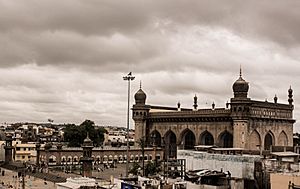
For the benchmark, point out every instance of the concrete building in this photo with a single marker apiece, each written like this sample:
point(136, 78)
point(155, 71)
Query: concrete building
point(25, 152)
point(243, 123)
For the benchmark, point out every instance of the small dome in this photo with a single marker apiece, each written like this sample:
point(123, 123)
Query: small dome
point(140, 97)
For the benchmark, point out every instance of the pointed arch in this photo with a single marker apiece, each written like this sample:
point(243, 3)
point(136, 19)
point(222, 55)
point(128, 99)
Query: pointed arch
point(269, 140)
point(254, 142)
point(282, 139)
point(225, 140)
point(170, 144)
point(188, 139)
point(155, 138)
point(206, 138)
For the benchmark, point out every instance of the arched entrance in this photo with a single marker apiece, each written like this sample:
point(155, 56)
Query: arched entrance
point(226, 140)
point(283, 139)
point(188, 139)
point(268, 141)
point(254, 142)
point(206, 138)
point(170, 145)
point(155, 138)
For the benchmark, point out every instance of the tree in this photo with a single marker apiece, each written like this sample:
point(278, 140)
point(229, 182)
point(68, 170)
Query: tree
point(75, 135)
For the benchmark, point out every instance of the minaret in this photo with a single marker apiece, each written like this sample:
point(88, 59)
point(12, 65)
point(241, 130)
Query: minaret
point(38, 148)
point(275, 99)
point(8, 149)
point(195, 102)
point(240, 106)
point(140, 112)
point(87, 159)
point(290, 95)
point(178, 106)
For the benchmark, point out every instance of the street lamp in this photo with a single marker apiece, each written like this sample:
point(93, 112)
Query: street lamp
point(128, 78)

* * *

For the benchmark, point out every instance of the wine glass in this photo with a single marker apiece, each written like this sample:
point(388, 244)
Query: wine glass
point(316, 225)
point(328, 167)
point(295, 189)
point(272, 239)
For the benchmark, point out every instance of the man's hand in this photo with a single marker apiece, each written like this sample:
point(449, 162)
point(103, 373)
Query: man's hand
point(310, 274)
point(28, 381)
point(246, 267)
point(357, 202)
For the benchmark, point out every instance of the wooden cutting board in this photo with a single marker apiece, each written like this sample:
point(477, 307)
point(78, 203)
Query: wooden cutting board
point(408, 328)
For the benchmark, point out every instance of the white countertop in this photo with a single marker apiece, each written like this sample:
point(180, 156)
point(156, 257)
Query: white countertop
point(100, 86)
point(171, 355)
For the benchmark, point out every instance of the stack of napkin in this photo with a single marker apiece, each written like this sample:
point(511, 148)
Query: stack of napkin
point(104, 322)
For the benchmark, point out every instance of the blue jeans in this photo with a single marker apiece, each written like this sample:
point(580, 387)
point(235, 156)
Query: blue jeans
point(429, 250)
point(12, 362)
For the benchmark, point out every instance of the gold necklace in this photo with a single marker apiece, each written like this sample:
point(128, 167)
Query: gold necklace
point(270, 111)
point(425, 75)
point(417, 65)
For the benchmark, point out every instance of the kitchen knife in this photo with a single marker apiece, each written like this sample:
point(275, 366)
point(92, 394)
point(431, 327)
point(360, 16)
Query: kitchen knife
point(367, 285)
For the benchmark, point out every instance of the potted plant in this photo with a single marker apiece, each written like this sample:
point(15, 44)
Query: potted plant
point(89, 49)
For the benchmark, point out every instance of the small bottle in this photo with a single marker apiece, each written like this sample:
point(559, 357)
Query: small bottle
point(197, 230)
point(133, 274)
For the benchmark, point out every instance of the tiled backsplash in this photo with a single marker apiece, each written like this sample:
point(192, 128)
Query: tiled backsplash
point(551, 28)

--

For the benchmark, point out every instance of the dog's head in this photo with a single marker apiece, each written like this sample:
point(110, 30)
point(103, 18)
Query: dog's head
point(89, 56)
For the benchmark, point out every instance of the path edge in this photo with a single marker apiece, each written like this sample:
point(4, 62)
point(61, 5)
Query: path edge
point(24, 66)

### Problem requirements:
Please copy out the stretch of the listing above, word for word, from the line containing "For the benchmark, point out every instance of the arched" through the line containing "point(178, 106)", with both of those lines included.

### Exercise result:
For the benchmark, point out every instance of the arched entrance in this photo with a single marker apiece, each written like this sample:
point(155, 56)
Query: arched entrance
point(226, 140)
point(283, 139)
point(188, 139)
point(268, 141)
point(254, 142)
point(206, 138)
point(170, 145)
point(155, 138)
For the benchmark, point out every instance of the tree in this photo with a single marker apiece, each written like this sample:
point(278, 140)
point(229, 182)
point(68, 170)
Query: tree
point(75, 135)
For the benchmark, point out every instance of the minaret in this photo with a single marker apiece, each written like this sample:
point(88, 59)
point(12, 65)
point(241, 130)
Query: minaret
point(38, 148)
point(275, 99)
point(8, 149)
point(195, 102)
point(240, 106)
point(140, 112)
point(87, 159)
point(290, 95)
point(178, 106)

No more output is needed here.